Top of Reading text
What activities does section 7 apply to?
Under provisions of section 7(a)(2) of the Endangered Species Act, a Federal agency that carries out, permits, licenses, funds, or otherwise authorizes activities that may affect a listed species must consult with the Fish and Wildlife Service to ensure that its actions are not likely to jeopardize the continued existence of any listed species. (This same process also applies to the National Marine Fisheries Service and the species under their its jurisdiction.)
What steps are involved in a section 7 consultation?
The Federal agency, or the applicant as the designated non-Federal entity, contacts the appropriate local Service office to determine if listed species are present within the action area. The Service responds to the request by providing a list of species that are known to occur or may occur in the vicinity; if the Service provides a negative response, no further consultation is required unless the scope or nature of the project is altered or new information indicates that listed species may be affected.
If listed species are present, the Federal agency must determine if the action may affect them. A may affect determination includes those actions that are not likely to adversely affect as well as likely to adversely affect listed species. If the Federal agency determines that the action is not likely to adversely affect listed species (e.g., the effects are beneficial, insignificant, or discountable), and the Service agrees with that determination, the Service provides concurrence in writing and no further consultation is required.
If the Federal agency determines that the action is likely to adversely affect listed species, then it must request initiation of formal consultation. This request is made in writing to the Services, and includes a complete initiation package. Up to that point, interactions have been conducted as informal consultation; however, once a request for formal consultation is received, the process becomes formal, and specific timeframes come into play. Formal consultation is initiated on the date the package is received, unless the initiation package is incomplete. If the package is incomplete, the Service notifies the Federal agency of the deficiencies. If a complete package is submitted, the Service should provide written acknowledgment of the request within 30 working days. This written acknowledgment is not mandatory, but is encouraged so that there is documentation in the administrative record that formal consultation has been initiated.
Bottom of Reading text
Top of Extracted entries
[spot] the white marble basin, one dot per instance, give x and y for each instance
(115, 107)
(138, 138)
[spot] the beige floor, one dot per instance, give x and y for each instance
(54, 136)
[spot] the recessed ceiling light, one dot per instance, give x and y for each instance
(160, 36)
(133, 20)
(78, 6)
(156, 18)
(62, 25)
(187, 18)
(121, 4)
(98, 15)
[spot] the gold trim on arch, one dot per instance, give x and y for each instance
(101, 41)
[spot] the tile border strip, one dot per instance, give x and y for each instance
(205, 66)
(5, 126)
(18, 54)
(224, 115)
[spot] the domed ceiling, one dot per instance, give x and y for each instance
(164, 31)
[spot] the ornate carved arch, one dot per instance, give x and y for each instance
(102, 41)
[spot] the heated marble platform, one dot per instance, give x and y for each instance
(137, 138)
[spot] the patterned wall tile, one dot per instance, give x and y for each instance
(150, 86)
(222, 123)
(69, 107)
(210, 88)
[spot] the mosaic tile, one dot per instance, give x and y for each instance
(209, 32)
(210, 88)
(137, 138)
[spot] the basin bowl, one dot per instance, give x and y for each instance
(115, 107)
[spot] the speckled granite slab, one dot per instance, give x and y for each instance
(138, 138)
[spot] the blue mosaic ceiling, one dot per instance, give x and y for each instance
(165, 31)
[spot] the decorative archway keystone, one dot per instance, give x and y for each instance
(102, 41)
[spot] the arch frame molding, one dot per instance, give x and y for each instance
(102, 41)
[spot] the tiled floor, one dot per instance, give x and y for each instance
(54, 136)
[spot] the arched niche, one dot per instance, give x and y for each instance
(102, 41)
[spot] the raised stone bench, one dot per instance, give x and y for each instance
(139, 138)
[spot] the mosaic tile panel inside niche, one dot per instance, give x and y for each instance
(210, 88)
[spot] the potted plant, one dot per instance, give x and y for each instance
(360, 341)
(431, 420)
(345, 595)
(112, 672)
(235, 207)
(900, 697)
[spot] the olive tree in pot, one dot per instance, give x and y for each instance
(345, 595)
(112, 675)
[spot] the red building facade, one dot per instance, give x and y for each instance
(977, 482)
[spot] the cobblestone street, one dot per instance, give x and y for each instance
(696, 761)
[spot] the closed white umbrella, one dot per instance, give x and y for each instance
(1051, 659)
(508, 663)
Bottom of Extracted entries
Top of Extracted entries
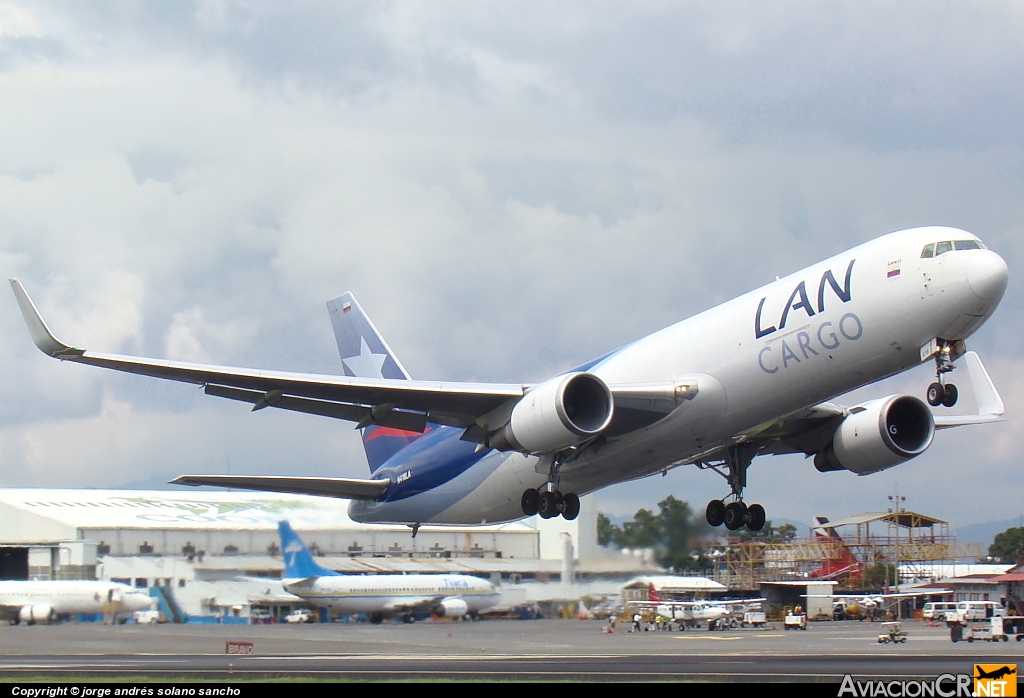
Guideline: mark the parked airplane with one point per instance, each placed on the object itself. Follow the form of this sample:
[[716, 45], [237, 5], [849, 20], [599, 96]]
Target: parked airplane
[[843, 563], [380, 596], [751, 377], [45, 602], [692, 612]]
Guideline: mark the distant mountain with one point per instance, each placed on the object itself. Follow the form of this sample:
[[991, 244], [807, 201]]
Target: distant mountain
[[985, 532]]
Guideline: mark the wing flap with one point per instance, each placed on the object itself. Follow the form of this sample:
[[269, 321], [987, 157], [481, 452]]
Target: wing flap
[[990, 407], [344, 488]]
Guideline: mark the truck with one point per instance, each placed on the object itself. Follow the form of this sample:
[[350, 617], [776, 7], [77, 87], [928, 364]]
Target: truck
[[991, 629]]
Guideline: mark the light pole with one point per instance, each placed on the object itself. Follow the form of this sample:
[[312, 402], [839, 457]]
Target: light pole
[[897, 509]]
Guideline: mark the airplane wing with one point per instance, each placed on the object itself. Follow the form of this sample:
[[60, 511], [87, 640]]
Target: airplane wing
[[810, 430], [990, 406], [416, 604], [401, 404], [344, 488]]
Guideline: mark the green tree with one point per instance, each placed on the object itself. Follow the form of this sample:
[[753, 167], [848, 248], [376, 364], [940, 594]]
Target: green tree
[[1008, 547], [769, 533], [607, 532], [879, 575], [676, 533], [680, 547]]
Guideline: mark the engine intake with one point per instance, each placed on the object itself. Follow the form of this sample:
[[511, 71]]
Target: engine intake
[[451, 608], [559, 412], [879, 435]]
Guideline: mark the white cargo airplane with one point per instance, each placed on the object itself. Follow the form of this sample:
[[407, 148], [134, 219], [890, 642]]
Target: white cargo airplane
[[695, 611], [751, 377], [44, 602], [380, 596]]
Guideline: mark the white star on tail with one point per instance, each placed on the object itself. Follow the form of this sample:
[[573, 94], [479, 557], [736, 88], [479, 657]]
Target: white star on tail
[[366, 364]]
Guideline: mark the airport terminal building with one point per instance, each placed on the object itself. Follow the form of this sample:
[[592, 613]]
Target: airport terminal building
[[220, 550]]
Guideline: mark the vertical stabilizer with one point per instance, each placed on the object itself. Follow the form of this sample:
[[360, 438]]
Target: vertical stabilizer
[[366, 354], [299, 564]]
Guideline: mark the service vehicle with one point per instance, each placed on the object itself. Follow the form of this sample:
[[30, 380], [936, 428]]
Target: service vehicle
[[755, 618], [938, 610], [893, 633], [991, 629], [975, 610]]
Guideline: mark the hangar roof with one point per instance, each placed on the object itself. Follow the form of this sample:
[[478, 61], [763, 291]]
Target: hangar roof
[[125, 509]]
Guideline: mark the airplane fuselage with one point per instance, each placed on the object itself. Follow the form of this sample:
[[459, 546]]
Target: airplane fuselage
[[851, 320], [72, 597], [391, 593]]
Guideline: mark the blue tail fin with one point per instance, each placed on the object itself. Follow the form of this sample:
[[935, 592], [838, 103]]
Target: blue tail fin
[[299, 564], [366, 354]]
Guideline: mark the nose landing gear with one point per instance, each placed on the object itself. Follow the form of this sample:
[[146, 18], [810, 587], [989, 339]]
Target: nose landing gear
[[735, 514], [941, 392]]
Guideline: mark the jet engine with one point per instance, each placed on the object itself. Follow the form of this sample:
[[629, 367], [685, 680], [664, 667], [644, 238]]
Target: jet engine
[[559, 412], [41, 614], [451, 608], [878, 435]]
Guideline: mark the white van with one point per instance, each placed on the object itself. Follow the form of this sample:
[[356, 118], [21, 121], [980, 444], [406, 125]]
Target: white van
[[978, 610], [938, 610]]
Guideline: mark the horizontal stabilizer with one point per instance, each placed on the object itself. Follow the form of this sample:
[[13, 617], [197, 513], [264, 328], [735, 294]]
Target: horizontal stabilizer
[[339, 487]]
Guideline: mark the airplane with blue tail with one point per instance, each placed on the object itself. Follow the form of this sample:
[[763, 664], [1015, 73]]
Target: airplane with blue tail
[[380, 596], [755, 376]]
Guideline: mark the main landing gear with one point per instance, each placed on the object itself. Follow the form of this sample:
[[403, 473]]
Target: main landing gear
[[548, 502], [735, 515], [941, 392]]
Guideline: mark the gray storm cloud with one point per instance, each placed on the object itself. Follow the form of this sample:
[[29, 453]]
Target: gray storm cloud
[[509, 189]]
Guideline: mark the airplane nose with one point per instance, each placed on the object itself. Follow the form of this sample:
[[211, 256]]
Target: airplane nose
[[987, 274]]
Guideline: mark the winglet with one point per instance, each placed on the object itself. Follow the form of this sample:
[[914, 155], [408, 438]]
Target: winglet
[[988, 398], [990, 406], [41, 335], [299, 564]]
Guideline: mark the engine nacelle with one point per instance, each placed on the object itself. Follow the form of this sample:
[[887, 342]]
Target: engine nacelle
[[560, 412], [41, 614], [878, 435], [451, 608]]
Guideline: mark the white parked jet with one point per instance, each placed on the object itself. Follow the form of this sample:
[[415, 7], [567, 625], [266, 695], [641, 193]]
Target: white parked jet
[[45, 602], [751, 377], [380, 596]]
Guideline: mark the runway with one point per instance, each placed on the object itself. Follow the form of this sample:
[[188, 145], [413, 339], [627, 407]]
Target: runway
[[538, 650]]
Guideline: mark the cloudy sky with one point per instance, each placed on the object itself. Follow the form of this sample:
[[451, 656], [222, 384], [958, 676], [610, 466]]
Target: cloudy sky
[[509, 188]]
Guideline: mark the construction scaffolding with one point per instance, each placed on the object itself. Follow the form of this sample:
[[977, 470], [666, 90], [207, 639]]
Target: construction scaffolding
Bottom of Extracted entries
Top of Extracted entries
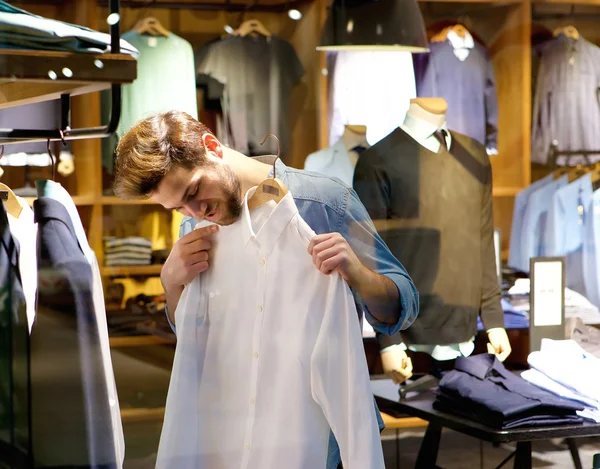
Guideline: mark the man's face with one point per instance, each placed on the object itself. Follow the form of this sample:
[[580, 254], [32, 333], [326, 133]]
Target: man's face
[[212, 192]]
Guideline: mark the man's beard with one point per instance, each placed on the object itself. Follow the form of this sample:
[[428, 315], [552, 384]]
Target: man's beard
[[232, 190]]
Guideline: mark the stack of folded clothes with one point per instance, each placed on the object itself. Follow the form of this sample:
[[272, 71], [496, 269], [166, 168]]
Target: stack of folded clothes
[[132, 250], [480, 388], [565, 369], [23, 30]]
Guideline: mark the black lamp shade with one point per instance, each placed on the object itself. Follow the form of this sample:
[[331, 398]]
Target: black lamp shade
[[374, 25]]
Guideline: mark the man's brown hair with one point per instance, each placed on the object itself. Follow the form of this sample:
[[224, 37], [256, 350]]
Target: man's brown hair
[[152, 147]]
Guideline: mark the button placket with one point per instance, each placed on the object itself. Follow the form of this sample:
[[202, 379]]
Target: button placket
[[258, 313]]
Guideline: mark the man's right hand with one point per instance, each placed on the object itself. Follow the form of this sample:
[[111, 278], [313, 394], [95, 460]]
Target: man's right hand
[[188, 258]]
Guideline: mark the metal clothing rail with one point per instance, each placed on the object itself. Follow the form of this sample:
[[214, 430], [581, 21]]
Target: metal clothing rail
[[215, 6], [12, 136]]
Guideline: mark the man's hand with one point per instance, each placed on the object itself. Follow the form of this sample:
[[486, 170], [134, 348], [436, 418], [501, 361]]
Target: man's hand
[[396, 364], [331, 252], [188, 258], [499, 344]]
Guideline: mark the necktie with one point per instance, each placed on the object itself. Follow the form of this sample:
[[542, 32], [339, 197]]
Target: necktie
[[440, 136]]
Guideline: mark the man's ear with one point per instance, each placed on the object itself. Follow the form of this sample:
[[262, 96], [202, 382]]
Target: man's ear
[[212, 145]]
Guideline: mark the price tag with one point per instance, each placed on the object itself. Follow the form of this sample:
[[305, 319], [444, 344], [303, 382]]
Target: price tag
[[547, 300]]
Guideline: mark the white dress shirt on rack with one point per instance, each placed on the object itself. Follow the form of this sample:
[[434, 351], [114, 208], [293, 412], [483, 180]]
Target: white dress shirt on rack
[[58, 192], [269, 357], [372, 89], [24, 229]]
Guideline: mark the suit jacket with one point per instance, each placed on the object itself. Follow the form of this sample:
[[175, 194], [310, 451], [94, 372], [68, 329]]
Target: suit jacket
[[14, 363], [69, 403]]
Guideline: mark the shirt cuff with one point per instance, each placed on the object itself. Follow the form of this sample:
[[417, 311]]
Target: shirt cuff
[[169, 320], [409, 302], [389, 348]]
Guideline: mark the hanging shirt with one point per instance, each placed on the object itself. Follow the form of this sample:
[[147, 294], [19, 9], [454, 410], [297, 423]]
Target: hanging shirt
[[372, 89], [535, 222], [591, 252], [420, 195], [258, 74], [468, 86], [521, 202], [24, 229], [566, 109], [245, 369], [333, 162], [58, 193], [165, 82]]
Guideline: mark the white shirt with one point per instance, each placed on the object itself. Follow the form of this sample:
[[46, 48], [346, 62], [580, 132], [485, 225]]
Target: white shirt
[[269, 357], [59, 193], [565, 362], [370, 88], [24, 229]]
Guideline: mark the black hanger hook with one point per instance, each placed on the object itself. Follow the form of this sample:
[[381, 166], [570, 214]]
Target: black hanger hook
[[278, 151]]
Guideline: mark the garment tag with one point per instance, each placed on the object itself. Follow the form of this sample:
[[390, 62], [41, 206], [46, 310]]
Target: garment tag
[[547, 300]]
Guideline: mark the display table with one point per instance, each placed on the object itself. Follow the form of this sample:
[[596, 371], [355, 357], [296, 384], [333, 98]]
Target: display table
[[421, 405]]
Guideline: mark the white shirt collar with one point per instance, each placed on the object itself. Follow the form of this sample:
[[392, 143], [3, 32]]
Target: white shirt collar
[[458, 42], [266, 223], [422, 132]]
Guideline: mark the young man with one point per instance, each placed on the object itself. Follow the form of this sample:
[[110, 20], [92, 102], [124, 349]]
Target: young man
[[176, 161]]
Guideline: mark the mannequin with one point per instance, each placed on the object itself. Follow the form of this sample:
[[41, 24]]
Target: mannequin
Bottom of Extracted entries
▶ _Apply what you read_:
A. According to the section 7 consultation text, within how many working days should the Service acknowledge a complete request for formal consultation in writing?
B. Resume the section 7 consultation text, starting after its last sentence.

▶ _Answers to each task_:
A. Within 30 working days.

B.
From the date that formal consultation is initiated, the Service is allowed 90 days to consult with the agency and applicant (if any) and 45 days to prepare and submit a biological opinion; thus, a biological opinion is submitted to the Federal agency within 135 days of initiating formal consultation. The 90-day consultation period can be extended by mutual agreement of the Federal agency and the Service; however, if an applicant is involved the consultation period cannot be extended more than 60 days without the consent of the applicant. The extension should not be indefinite, and a schedule for completion should be specified.
What are the potential outcomes of a biological opinion?
The biological opinion is the document that states the opinion of the Service as to whether or not the Federal action is likely to jeopardize the continued existence of listed species or result in the destruction or adverse modification of critical habitat.
What section 7 responsibilities does a Federal agency bear if it is considering an action that may affect species proposed for listing under ESA?
Section 7(a)(4) requires Federal agencies to confer with the Services on any agency action that is likely to jeopardize the continued existence of any species proposed for listing or result in the adverse modification of critical habitat proposed to be designated. A conference may involve informal discussions between the Services, the action agency, and the applicant. Following informal conference, the Services issue a conference report containing recommendations for reducing adverse effects. These recommendations are discretionary, because an agency is not prohibited from jeopardizing the continued existence of a proposed species or from adversely modifying proposed critical habitat. However, as soon as a listing action is finalized, the prohibition against jeopardy or adverse modification applies, regardless of the stage of the action.
Do Fish and Wildlife Service programs need to comply with section 7? How do they accomplish this?
Yes, the Fish and Wildlife Service does need to comply with section 7. This compliance is achieved through intra-Service consultations and conferences, processes by which the Service consults or confers on actions that may affect listed and proposed species.
What role does an applicant have in the process?
The Federal agency, which is ultimately responsible for the consultation process, determines the role of the applicant during the consultation process. The Federal agency can identify a non-Federal representative; however, the Services require that the designation be made in writing. The action agency does provide the applicant an opportunity to submit information for use during the consultation. If reasonable and prudent alternatives are necessary, the Service will seek the applicant's input on developing those alternatives.
What's the difference between informal and formal consultation?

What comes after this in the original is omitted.